*Stored rows*:
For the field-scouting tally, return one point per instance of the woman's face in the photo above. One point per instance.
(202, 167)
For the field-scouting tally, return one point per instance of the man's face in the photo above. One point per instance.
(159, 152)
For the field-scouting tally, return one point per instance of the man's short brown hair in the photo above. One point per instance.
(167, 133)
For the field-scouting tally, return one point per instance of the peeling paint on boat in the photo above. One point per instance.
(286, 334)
--
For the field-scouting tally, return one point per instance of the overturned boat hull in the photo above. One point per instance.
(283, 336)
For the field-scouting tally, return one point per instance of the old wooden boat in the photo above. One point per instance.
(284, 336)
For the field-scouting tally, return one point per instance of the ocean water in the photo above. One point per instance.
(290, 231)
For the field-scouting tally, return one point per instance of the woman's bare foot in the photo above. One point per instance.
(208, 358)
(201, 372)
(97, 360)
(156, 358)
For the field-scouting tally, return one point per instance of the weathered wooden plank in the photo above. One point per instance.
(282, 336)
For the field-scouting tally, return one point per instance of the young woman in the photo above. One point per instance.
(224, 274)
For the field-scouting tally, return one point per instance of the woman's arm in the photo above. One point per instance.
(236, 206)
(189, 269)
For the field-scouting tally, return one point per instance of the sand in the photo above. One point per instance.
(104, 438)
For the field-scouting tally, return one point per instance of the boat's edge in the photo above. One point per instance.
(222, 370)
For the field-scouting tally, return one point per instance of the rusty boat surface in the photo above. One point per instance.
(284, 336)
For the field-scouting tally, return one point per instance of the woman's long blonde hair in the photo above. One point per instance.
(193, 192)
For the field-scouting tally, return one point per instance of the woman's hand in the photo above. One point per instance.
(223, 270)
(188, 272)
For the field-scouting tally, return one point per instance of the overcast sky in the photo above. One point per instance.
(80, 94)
---
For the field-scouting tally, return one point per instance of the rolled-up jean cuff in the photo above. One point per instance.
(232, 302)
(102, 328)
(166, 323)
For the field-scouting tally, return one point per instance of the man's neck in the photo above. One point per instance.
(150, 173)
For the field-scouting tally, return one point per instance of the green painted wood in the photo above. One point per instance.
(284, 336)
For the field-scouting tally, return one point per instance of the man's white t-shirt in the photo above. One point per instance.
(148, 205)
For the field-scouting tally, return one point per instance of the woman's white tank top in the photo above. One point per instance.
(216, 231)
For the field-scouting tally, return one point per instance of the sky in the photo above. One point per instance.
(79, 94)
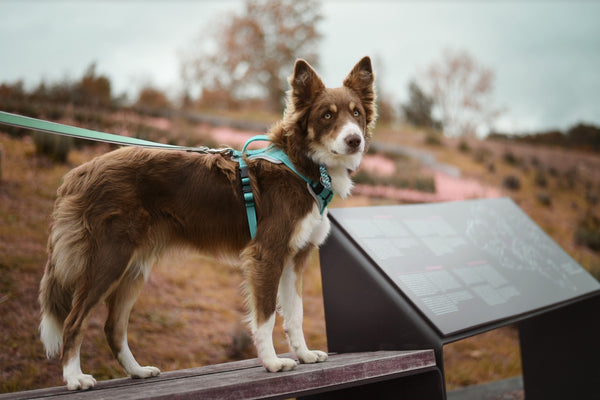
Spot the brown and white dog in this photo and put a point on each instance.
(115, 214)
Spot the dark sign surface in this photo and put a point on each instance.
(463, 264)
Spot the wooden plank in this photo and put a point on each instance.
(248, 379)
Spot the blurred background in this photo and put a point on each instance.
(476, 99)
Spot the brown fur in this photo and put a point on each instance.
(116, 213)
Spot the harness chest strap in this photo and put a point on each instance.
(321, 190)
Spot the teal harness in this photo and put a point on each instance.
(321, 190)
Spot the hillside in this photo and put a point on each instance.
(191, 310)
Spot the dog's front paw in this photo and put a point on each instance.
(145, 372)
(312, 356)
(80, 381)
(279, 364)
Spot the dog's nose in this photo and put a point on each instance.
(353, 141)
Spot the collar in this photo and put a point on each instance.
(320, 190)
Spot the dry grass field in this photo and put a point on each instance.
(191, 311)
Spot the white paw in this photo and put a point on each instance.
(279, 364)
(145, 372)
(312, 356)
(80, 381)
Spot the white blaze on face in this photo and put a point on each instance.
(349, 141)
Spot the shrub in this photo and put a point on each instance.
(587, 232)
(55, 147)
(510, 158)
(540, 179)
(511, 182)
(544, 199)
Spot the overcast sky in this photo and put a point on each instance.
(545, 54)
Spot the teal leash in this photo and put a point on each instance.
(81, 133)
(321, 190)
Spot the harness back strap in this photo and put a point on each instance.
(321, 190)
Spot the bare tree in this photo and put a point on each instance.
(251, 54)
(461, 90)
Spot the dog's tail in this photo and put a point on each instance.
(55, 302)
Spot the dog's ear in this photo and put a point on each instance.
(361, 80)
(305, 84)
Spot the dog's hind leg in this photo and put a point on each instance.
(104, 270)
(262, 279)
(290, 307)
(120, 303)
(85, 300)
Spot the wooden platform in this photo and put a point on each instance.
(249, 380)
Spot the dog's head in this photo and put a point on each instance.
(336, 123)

*Task statement*: Show each line of the entries above that contains the word "bare", copied in full.

*Complete output*:
For the field-scouting tally, return one point per instance of the woman's bare foot in the photo above. One point per instance.
Spot the bare tree in this photo and put a point on each instance.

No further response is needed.